**EXERCISE OBJECTIVE**
Print out every record exactly as it appears.

**SOURCE DATA**
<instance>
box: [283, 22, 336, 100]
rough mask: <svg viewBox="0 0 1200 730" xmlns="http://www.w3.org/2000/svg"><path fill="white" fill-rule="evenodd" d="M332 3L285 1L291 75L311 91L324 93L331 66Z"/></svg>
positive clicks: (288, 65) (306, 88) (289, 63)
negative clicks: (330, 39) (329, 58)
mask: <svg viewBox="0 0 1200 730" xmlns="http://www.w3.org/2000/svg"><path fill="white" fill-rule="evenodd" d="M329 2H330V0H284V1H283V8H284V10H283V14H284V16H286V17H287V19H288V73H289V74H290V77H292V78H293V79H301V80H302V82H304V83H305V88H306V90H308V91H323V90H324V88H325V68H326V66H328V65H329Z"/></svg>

**REPLY**
<instance>
box: [283, 22, 336, 100]
rough mask: <svg viewBox="0 0 1200 730" xmlns="http://www.w3.org/2000/svg"><path fill="white" fill-rule="evenodd" d="M332 3L285 1L291 75L311 91L324 93L331 66Z"/></svg>
positive clicks: (288, 65) (306, 88) (289, 63)
negative clicks: (330, 39) (329, 58)
mask: <svg viewBox="0 0 1200 730" xmlns="http://www.w3.org/2000/svg"><path fill="white" fill-rule="evenodd" d="M329 2H330V0H284V1H283V8H284V10H283V14H284V16H286V17H287V19H288V73H289V74H290V77H292V78H293V79H301V80H302V82H304V83H305V88H306V90H308V91H323V90H324V88H325V68H326V66H328V65H329Z"/></svg>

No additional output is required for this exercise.